» Raw data:
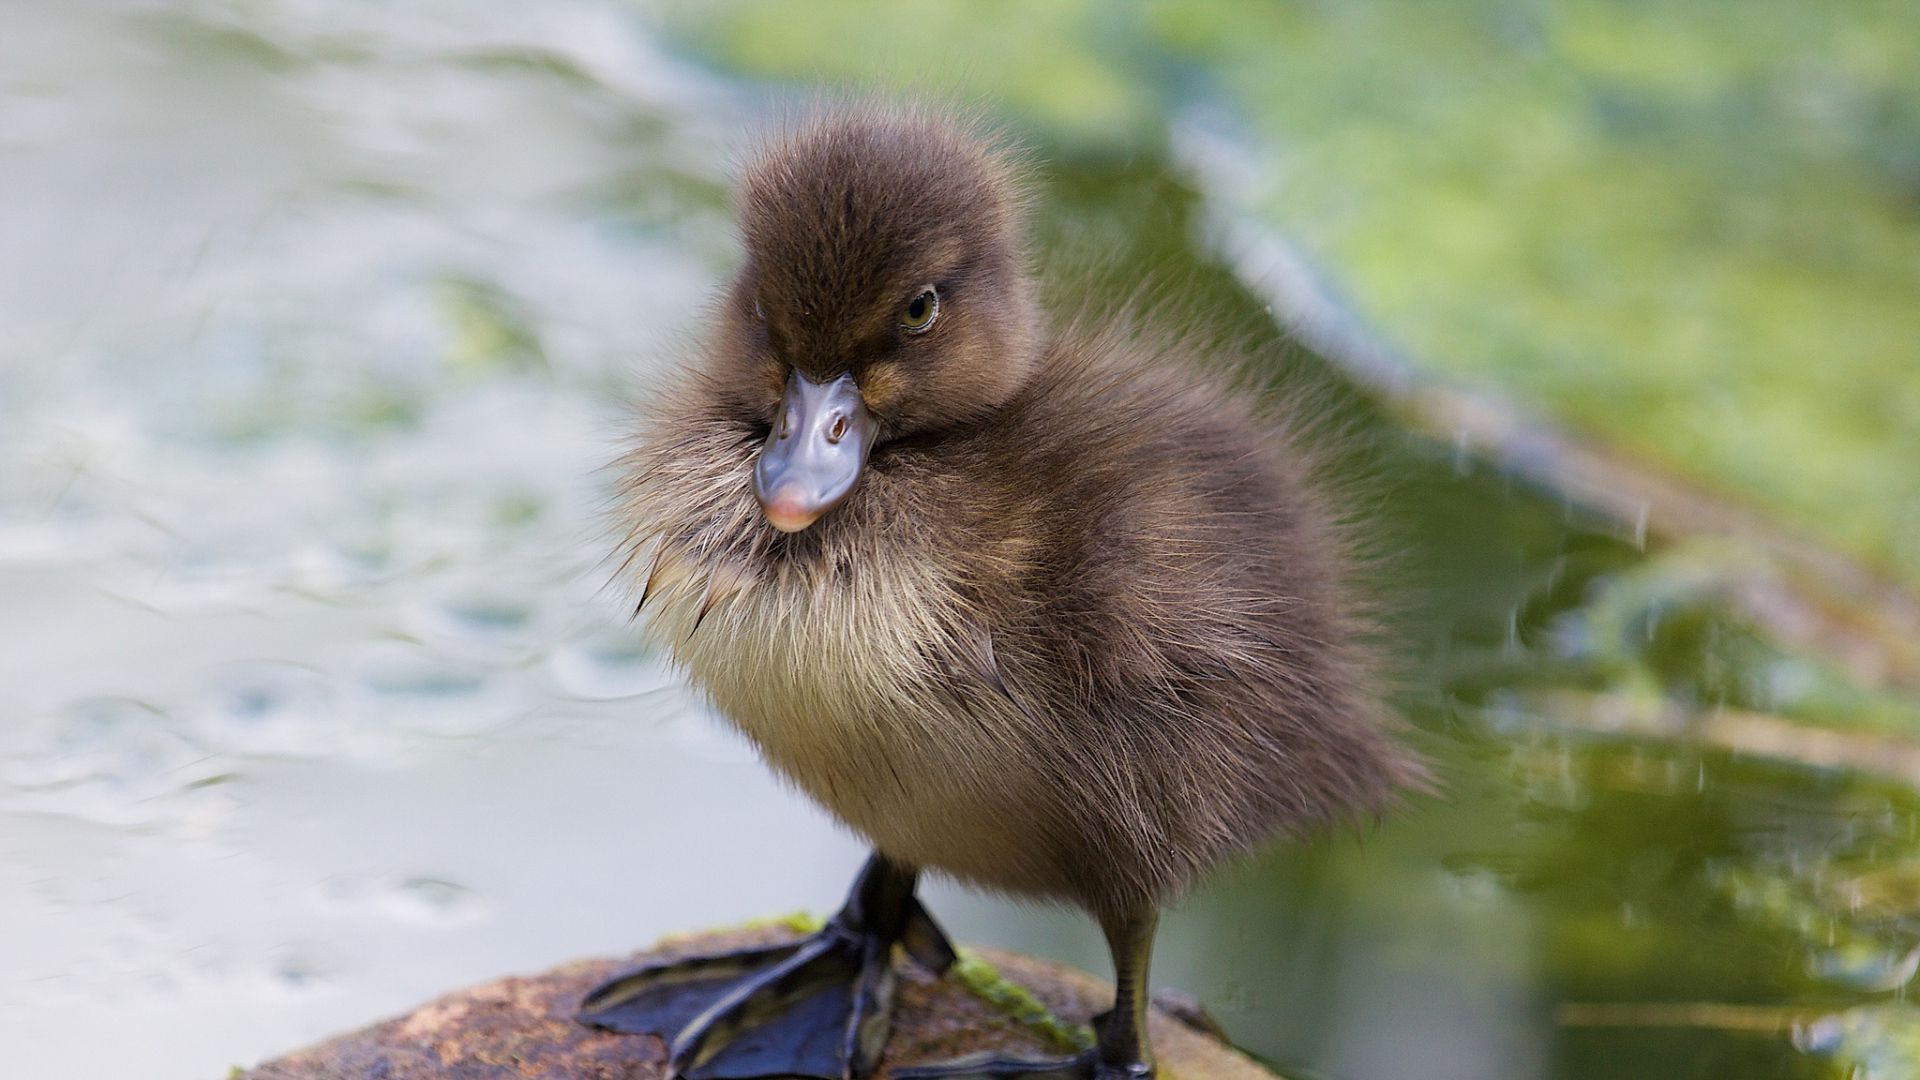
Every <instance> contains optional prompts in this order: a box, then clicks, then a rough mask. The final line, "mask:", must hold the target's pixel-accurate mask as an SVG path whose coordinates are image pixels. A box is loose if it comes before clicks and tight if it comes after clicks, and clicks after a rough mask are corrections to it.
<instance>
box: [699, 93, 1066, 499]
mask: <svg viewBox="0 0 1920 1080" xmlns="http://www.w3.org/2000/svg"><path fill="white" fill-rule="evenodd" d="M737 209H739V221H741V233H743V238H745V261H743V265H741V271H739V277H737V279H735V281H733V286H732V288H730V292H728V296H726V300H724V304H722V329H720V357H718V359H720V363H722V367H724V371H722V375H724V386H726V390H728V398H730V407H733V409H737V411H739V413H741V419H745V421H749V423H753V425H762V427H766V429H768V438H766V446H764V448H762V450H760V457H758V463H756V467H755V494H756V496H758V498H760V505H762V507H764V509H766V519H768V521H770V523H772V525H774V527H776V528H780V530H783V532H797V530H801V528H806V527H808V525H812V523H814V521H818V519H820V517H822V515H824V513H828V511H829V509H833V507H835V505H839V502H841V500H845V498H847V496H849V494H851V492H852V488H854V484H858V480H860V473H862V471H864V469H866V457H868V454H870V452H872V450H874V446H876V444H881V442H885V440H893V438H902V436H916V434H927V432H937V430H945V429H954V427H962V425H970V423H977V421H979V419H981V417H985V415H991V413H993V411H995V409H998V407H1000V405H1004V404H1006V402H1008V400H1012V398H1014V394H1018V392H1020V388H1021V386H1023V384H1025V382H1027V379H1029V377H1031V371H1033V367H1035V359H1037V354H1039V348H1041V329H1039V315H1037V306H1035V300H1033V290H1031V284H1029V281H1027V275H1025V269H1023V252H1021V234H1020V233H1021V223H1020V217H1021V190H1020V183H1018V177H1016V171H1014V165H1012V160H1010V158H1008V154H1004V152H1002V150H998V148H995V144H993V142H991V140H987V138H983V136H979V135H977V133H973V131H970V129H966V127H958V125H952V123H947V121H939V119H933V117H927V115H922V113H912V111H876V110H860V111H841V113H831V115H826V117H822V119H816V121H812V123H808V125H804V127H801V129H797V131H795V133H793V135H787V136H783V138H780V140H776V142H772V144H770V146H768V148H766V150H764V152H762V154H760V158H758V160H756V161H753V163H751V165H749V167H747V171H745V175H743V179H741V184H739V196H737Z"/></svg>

...

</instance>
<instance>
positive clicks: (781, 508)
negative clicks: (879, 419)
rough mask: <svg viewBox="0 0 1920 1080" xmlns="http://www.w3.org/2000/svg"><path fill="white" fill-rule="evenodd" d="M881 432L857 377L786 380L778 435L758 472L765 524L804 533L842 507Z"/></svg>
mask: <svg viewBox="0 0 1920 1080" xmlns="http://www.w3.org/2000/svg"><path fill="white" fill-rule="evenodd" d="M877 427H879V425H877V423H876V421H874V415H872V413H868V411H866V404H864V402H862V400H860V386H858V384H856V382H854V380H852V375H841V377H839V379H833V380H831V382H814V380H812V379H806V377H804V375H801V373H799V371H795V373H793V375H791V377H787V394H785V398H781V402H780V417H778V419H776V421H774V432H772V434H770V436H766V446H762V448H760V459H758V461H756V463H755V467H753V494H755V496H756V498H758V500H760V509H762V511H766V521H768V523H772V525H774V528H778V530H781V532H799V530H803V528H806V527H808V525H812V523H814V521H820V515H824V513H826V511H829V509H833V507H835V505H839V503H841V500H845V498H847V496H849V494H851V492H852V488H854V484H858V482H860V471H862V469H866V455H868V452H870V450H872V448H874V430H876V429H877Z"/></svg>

» Prompt: Would you please copy, word for word, everything above from the line containing "positive clicks: (781, 508)" down to the line containing "negative clicks: (879, 419)", those two lines included?

» Completed exercise:
positive clicks: (781, 508)
negative clicks: (879, 419)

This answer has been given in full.